• **DIRECTIONS**: Leaving the images aside, transcribe all the data below exactly.

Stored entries
┌────────

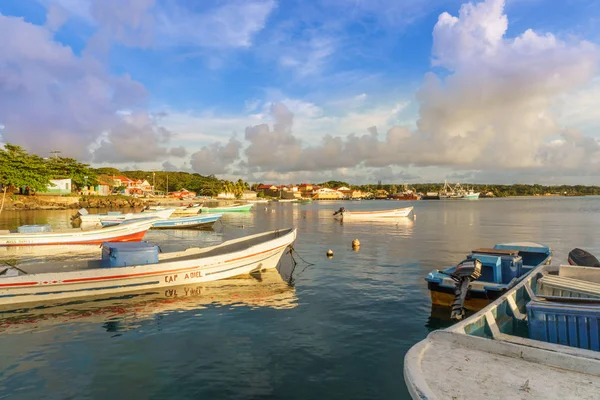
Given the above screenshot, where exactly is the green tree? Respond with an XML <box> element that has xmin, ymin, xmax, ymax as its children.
<box><xmin>0</xmin><ymin>143</ymin><xmax>50</xmax><ymax>192</ymax></box>
<box><xmin>47</xmin><ymin>157</ymin><xmax>97</xmax><ymax>190</ymax></box>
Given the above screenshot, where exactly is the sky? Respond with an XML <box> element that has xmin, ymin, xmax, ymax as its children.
<box><xmin>0</xmin><ymin>0</ymin><xmax>599</xmax><ymax>184</ymax></box>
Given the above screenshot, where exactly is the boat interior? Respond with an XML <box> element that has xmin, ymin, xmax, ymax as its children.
<box><xmin>454</xmin><ymin>264</ymin><xmax>600</xmax><ymax>353</ymax></box>
<box><xmin>0</xmin><ymin>228</ymin><xmax>295</xmax><ymax>276</ymax></box>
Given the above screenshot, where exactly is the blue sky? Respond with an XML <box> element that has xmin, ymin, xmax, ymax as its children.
<box><xmin>0</xmin><ymin>0</ymin><xmax>599</xmax><ymax>184</ymax></box>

└────────

• **EXPECTED ANSWER**:
Given the above screenshot, where exactly is the green tree? Respond with an XML <box> element that has xmin, ymin, xmax, ymax as its children.
<box><xmin>0</xmin><ymin>143</ymin><xmax>50</xmax><ymax>192</ymax></box>
<box><xmin>47</xmin><ymin>157</ymin><xmax>97</xmax><ymax>190</ymax></box>
Given the above screenshot, where exactly is the sky? Respond with an XML <box> element that has xmin, ymin, xmax, ymax as its children.
<box><xmin>0</xmin><ymin>0</ymin><xmax>599</xmax><ymax>184</ymax></box>
Given the above screenshot, where exactly is the boat interior? Respond with an XML <box> element that has xmin, ymin, xmax, ymax as its children.
<box><xmin>454</xmin><ymin>264</ymin><xmax>600</xmax><ymax>353</ymax></box>
<box><xmin>0</xmin><ymin>228</ymin><xmax>295</xmax><ymax>276</ymax></box>
Given the above screenshot, where exactly is the blue sky? Respond with an XML <box> element that has xmin, ymin, xmax, ymax as its children.
<box><xmin>0</xmin><ymin>0</ymin><xmax>599</xmax><ymax>184</ymax></box>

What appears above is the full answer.